For Me, India Has Been the Best School of Life
Goa and India existed as two separate worlds in my imagination. Most people are not aware of the rich heritage and history of the state.
Irina Nepryntseva first visited Goa with her girl gang in December 2005 and immediately felt at home.
“My friends and I were eager to explore the world after graduation. I hardly knew anything about Goa at that point in time. I had heard stories of hippies, beautiful sunsets, people living within a community, etc. It seemed like a place where one could just be,” the 37-year-old interior designer from Moscow tells Little India.
Irina, who is currently developing her own brand of body and home décor products, talks about her love for Goa and much more.
Of Beaches and Heritage Buildings
What impressed me the most about Goa were the beautiful beaches. There’s something in the air here that makes me smile and feel like a teenager at a summer camp. This place has a positive vibe. I love going for early morning jogs, eat simple vegetarian food, and interact with creative people here.
Goa and India existed as two separate worlds in my imagination. Most people are not aware of the rich heritage and history of the state. I traveled across Goa visiting beautiful heritage buildings and reading up on the state’s architecture and history. I had purchased a boutique agency here over a decade ago, which provided the best beach houses and colonial houses to tourists on rent. So, I would write articles about Goa for a website to impress clients to visit the state and stay in our villas rather than hotels.
The atmosphere in Goa has seen a rapid change with the increase in commercialization. One must be careful while going out after dark. There’s more garbage on the streets as well as the beaches. The crowd is not that great.
The state seems to be slowly losing its charm and fascination. The condition of the roads is bad, the beaches are dirty, and the focus seems to be more on commercializing this beautiful holiday destination.
Developing a Design Brand
I closed my agency in 2014 and worked as an interior designer at a big construction site for a couple of years.
I’m currently developing my own brand “IRUFORU” for which I design different home accessories and products related to fashion. I work as a consultant with Indian and Russian companies on interior design projects – buying furniture, fabrics, home décor items, etc. – for which I get to travel a lot around India, Asia, and the Middle East.
It is difficult to adjust to the work culture here, especially for a woman. I have to constantly prove myself to be taken seriously and not be dismissed as just another tourist. People are irresponsible when it comes to work. There’s cheating as well. People don’t usually keep their promises.
I’m still trying to understand the mentality of the local community here. There are many hidden nuances which foreigners should know, accept and follow if they wish to get things done in India.
Tryst with the North
I wanted to explore the real India and, therefore, I traveled up North in the Himalayas for about three months. Moreover, I wanted to introspect and have a better understanding of my feelings without bothering about what other people had to say.
I followed my gut feeling and spent a couple of months alone in Rishikesh. I’d wake up at 5 am, go for yoga classes, bathe under the waterfalls in the jungle, read books and go to sleep by 8:30 pm. I was at peace with myself and wished for this state of mind to last forever.

▶ **ENTRIES SUPPLIED**
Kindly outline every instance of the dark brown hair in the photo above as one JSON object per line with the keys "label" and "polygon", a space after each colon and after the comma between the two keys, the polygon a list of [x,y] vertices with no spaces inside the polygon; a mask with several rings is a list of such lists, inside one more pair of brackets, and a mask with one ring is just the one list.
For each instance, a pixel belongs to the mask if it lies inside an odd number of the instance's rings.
* * *
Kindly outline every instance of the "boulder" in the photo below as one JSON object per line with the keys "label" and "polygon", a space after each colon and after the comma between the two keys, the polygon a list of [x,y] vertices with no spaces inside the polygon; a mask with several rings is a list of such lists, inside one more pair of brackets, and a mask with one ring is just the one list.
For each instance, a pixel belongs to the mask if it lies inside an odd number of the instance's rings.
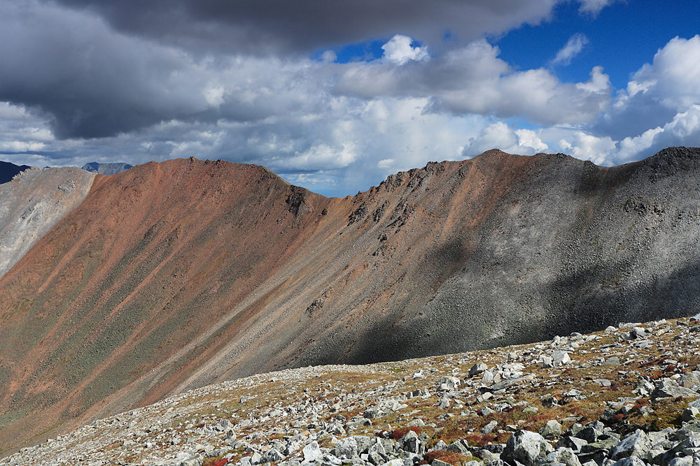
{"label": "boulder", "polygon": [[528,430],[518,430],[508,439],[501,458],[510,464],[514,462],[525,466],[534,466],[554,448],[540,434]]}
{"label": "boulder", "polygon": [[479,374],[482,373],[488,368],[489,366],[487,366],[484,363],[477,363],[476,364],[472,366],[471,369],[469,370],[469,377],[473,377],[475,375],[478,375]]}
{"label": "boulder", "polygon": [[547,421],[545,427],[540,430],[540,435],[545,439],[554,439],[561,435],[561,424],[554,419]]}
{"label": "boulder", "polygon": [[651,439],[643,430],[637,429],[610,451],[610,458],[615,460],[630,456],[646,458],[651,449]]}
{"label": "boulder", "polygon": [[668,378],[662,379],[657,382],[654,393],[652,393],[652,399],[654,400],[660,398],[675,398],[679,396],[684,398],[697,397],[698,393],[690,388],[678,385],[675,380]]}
--
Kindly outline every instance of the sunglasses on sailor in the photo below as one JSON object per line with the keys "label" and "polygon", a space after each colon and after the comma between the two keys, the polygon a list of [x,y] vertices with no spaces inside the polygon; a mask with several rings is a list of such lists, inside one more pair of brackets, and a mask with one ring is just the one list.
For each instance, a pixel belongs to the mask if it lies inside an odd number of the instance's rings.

▶ **YOUR TASKS**
• 1. Answer the following about the article on Irina Nepryntseva and Goa:
(a) When did Irina first visit Goa, and who came with her?
(b) In what year did she close her agency?
(c) About how long did she spend traveling in the Himalayas?
• 2. Write what comes next in the article on Irina Nepryntseva and Goa, starting after its final sentence.

▶ **REPLIES**
• 1.
(a) December 2005, with her girl gang.
(b) 2014.
(c) About three months.

• 2.
When the time came to leave for Moscow, I felt like I was returning to the materialistic life again. I could feel a huge difference within me following that trip.
Visit to Hemkund Sahib
My visit to Hemkund Sahib in 2010 was the most difficult and spectacular one. I was staying with my ex-husband at that point of time. We saw people wearing orange-colored turbans driving/riding up and down the road. We were curious to know where they were going.
I soon found out about Hemkund Sahib that boasts of a 500-year-old white marble temple, where Sikhs offer their prayers. We decided to visit as well! We took an old bike on rent and started our journey with my husband riding pillion. It was cold and there was no proper food available. We faced lack of sleep and couldn’t even take a shower. There were road blockages. We almost had a bike accident. I still remember how fast my heart started beating when the bike skid. Fortunately, I managed to get the bike straight and continue riding.
We finally reached the last camp where we were required to park our bikes and climb up till the gurudwara. There wasn’t any actual road. We climbed for hours, got wet due to the rain but the view was so breathtakingly beautiful – wild waterfalls, crystal blue sky, rainbows, and lakes – that the trouble was all worth it. It was a surreal experience.
India – Best School of Life
I love that fact that there is always more than enough to explore in India. People are kind and the hospitality is amazing. Life is quite unpredictable and adventurous here. It’s like eating your favorite dessert. No matter how much you eat, it is never enough. You always want more of it.
I have become much wiser, patient and open-minded after moving to Goa. I developed my personal and professional skills here, made mistakes and learned from them and continue to do so. I’ve been able to know and understand myself better. I became physically and mentally stronger after shifting base to India.
Living in India made me understand the different aspects of life. It’s not been an easy road but I’m happy here. I have had the best time and the best experiences in this country for which I will be eternally grateful.
For me, India has been the best school of life.